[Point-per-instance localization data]

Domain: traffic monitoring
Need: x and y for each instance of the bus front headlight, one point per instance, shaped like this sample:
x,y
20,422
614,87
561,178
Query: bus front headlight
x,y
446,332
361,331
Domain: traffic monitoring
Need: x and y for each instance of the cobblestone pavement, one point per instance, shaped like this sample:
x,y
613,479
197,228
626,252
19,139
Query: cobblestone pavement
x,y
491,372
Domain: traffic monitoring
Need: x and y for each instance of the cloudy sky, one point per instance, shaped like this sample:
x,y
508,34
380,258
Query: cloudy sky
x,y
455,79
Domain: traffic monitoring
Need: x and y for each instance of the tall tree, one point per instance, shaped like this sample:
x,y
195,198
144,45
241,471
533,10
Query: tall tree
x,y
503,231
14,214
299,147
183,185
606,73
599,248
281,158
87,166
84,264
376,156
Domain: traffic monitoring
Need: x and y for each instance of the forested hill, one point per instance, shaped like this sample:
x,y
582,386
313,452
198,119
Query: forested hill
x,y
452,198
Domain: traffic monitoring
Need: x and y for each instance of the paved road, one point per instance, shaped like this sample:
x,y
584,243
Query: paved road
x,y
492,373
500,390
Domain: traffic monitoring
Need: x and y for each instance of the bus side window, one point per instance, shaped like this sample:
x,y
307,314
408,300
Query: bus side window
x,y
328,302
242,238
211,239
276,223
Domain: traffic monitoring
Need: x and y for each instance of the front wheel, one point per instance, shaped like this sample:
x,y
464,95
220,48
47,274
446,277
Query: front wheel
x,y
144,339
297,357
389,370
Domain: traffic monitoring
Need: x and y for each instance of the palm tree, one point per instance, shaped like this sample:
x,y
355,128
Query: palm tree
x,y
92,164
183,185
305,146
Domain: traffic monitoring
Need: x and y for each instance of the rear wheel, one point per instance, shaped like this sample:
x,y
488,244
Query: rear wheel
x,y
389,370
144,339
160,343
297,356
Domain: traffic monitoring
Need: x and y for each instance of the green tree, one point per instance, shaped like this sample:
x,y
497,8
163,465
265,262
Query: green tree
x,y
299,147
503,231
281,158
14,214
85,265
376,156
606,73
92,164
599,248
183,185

### Work instructions
Provide an exact transcription of every entry above.

### Answer to the problem
Domain: traffic monitoring
Need: x and y for each instance of the bus front headlight, one point per instance, shaped like this sample:
x,y
20,422
614,87
561,178
Query: bus front headlight
x,y
446,332
361,331
Domain: traffic monitoring
Need: x and y for each instance of the cobblestone pavement, one point per instance, shaped like this sample:
x,y
613,479
197,228
626,252
19,139
Query: cobblestone pavement
x,y
491,372
Domain: traffic monitoring
Need: x and y for each instance of the cloudy sky, one point per instance, shaped like this sample:
x,y
508,34
380,258
Query: cloudy sky
x,y
455,79
Domain: traffic monitoring
Need: x and y for each instance of the tall tree, one point per instance, shaped like this sample:
x,y
195,198
144,45
241,471
533,10
Query: tall tree
x,y
503,231
14,214
299,147
183,185
606,73
599,248
281,158
87,166
84,264
376,156
Domain: traffic monitoring
Need: x and y for each instance of the forested hill, one point per instance, shaped like this sample:
x,y
582,386
313,452
198,119
Query: forested hill
x,y
452,198
Domain: traffic monitoring
Need: x and y for each instance of the paved road, one point per instance, shaped like this sample:
x,y
584,243
Query: paved road
x,y
492,373
500,390
Domain: traffic monitoring
Need: x and y for each instance of the bus side window, one point per instance, shaped like this sample:
x,y
307,314
408,300
Query: bus side window
x,y
328,302
242,238
211,239
276,223
Domain: traffic monitoring
Need: x and y for each instance of the front wheel, one point per instance, shaped like this sample:
x,y
464,95
220,48
47,274
446,277
Query: front wheel
x,y
144,339
297,357
389,370
Domain: traffic monitoring
Need: x and y for each instance of the palm tree, one point per instance, shaped like this sample:
x,y
355,128
Query: palm tree
x,y
92,164
183,185
305,146
Domain: traffic monitoring
Need: x and y for each instance of the rear wheel, one point per instance, shaped like this sample:
x,y
488,244
Query: rear wheel
x,y
389,370
144,339
160,343
297,356
Domain: traffic monitoring
Need: x and y for each instance of the green tree, one point per instance, shaped like this sample:
x,y
497,8
163,465
265,262
Query: green tree
x,y
299,147
503,231
281,158
14,214
85,265
376,156
606,73
92,164
599,248
183,185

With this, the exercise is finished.